> WHAT THIS TASK INVOLVES
In the records below, locate the line containing "Objective: one point per instance of the dark brown", then extract it and all following lines exactly, ending with the last line.
[[ PROVIDED DATA open ]]
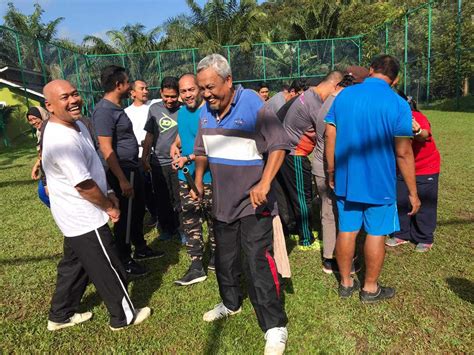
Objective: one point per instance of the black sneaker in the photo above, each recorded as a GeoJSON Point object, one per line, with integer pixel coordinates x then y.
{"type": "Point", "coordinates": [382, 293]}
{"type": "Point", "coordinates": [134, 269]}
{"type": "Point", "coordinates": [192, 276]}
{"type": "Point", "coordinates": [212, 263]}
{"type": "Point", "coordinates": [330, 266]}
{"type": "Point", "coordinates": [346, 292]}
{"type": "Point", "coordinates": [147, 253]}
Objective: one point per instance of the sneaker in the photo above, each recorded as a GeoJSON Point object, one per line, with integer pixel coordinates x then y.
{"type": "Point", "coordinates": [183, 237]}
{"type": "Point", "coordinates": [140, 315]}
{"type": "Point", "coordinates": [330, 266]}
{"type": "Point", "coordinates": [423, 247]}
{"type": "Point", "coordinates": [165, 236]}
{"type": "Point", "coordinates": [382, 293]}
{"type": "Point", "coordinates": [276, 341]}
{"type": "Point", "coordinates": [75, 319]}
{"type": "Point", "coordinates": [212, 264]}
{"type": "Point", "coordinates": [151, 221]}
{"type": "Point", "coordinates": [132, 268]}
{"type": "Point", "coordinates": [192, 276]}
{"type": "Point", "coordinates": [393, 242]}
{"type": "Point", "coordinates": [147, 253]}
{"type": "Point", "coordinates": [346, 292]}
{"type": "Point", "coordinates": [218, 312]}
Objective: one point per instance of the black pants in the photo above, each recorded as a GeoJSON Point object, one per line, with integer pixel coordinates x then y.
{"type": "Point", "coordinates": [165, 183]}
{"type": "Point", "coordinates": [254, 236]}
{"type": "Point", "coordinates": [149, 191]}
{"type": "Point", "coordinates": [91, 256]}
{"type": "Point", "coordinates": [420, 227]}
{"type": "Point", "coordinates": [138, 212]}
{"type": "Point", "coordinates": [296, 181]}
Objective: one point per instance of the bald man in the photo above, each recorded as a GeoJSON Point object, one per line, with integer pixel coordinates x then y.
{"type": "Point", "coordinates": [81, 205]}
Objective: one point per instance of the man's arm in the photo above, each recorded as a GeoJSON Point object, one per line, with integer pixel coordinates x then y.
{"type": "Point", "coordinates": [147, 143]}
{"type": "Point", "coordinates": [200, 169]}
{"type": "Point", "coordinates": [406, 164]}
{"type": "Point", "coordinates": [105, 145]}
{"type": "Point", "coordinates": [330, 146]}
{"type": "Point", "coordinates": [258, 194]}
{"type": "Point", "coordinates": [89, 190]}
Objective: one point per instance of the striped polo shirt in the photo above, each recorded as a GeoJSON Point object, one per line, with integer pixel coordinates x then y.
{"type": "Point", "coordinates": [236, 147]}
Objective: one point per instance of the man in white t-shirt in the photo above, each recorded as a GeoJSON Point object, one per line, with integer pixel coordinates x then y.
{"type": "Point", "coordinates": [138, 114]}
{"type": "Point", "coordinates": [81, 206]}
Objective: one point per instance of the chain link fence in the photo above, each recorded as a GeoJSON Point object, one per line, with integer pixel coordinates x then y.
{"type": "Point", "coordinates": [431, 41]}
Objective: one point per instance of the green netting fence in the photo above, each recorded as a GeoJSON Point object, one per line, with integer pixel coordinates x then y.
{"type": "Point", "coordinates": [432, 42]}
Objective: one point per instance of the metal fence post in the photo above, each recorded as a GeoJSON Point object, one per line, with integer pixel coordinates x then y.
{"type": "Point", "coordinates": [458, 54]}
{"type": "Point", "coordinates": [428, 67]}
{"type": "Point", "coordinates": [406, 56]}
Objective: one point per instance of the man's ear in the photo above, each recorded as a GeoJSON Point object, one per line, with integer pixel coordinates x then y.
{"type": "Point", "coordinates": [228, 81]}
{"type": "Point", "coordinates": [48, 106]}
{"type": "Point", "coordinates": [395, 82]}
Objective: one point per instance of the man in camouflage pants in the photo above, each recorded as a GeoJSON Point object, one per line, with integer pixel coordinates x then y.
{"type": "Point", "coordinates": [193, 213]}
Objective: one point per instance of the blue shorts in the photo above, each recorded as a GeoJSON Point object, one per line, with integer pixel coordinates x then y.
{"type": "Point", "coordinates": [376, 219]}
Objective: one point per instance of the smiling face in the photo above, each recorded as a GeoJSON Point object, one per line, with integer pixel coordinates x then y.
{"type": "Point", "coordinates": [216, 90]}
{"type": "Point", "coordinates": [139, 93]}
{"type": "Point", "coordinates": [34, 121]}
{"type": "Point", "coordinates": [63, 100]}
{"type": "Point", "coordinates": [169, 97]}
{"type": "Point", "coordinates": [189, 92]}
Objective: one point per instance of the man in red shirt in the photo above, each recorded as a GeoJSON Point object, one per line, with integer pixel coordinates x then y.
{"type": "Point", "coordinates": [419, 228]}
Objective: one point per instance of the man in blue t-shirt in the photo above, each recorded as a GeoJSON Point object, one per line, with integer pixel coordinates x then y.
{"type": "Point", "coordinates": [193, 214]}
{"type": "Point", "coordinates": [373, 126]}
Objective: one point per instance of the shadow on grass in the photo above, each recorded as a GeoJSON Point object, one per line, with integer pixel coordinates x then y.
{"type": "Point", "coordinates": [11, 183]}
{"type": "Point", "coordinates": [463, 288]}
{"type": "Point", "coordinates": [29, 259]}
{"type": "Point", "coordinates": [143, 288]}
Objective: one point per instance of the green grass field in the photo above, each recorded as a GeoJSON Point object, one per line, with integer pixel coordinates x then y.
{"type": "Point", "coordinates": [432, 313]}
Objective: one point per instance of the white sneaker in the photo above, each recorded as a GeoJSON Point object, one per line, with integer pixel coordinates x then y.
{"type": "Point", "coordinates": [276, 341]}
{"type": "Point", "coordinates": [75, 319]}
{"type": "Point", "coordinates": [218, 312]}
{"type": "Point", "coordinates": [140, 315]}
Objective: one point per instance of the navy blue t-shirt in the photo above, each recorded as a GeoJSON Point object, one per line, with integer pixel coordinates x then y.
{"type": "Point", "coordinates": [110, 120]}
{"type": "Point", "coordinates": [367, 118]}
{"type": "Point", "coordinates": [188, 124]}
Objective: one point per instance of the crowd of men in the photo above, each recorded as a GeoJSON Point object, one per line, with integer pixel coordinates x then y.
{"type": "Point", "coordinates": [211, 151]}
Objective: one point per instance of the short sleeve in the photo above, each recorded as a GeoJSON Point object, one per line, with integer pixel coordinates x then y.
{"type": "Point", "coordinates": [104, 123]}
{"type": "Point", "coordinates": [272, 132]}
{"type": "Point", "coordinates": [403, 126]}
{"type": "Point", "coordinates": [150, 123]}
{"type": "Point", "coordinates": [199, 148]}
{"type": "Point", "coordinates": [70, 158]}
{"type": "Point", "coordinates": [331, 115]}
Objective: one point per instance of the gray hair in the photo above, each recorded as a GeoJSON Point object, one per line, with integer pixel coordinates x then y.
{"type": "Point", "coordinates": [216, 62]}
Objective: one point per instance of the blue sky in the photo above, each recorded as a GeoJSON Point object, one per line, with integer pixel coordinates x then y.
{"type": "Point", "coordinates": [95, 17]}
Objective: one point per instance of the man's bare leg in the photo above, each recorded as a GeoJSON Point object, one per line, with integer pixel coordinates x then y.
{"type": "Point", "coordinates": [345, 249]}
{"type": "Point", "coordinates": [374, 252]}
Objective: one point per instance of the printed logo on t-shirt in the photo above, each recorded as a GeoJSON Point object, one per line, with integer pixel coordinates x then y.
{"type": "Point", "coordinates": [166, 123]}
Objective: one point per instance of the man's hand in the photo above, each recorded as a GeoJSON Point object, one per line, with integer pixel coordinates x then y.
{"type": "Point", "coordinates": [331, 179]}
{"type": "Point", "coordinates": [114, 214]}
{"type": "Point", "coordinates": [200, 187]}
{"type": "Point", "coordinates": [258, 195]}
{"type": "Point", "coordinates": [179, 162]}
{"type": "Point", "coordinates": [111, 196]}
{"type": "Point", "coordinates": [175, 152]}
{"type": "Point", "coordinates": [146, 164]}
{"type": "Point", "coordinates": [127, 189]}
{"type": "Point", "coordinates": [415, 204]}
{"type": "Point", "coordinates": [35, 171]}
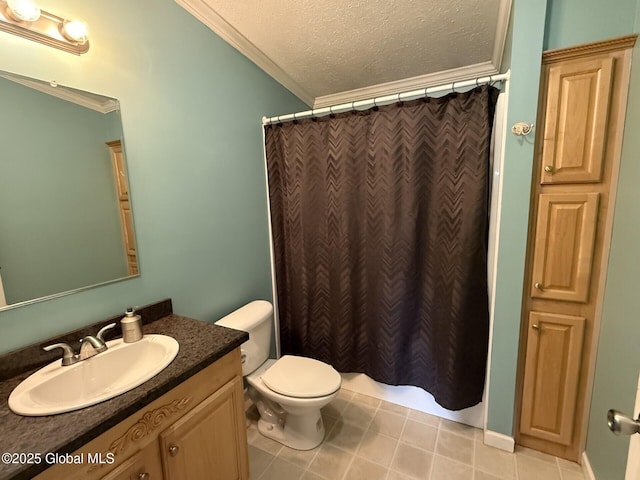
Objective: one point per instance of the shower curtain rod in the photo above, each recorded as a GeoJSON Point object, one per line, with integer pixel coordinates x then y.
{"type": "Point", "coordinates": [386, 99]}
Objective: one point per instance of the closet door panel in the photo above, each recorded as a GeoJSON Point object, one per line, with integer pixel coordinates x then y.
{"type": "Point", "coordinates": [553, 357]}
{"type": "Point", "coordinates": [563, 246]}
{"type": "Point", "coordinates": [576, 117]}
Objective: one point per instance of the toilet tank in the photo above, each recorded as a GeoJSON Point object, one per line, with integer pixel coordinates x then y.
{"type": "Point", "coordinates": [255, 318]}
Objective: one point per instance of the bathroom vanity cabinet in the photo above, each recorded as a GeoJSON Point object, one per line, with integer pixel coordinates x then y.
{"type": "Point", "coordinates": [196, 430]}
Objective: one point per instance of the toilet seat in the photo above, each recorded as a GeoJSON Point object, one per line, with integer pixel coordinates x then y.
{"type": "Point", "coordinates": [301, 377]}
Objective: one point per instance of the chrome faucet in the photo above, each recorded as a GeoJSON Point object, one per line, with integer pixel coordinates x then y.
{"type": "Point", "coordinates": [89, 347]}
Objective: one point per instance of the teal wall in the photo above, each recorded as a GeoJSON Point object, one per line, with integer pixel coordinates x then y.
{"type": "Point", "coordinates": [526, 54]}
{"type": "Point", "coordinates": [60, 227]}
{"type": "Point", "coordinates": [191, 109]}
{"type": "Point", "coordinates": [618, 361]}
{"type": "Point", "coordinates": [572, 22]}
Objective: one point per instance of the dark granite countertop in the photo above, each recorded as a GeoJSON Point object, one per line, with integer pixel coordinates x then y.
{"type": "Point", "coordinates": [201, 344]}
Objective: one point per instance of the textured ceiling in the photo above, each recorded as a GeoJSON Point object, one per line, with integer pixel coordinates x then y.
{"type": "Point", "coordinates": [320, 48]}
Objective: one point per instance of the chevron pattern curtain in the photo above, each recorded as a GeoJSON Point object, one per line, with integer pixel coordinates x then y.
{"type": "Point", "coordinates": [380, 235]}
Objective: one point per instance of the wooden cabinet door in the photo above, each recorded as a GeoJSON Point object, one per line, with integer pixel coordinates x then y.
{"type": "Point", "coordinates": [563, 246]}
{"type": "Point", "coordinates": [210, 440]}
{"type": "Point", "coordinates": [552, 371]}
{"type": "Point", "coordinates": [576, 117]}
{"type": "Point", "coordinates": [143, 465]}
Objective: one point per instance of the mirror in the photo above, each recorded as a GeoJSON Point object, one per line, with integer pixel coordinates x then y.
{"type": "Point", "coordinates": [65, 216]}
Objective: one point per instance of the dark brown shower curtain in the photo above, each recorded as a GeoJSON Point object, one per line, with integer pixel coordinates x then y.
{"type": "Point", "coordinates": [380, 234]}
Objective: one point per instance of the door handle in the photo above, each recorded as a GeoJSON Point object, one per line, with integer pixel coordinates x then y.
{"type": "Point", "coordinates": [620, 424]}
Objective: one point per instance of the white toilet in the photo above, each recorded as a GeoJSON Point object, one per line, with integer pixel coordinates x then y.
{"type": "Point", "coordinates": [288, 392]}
[[ PROVIDED DATA closed ]]
> EXERCISE OUTPUT
Objective: one point per instance of the dark brown shower curtain in the photo above, each recorded as a GeoJSON Point object, one per line, with integer pixel coordinates x then y.
{"type": "Point", "coordinates": [380, 234]}
Objective: one point per instance of the door handle in the photo above, each recorded as a GeoJSON Point object, one per line, with integer pixel coordinates x then y.
{"type": "Point", "coordinates": [620, 424]}
Objective: one point per instance of the white toilet in the photo above, each recorded as a GeoJSON Point object, one per line, with integer pixel coordinates x then y.
{"type": "Point", "coordinates": [288, 392]}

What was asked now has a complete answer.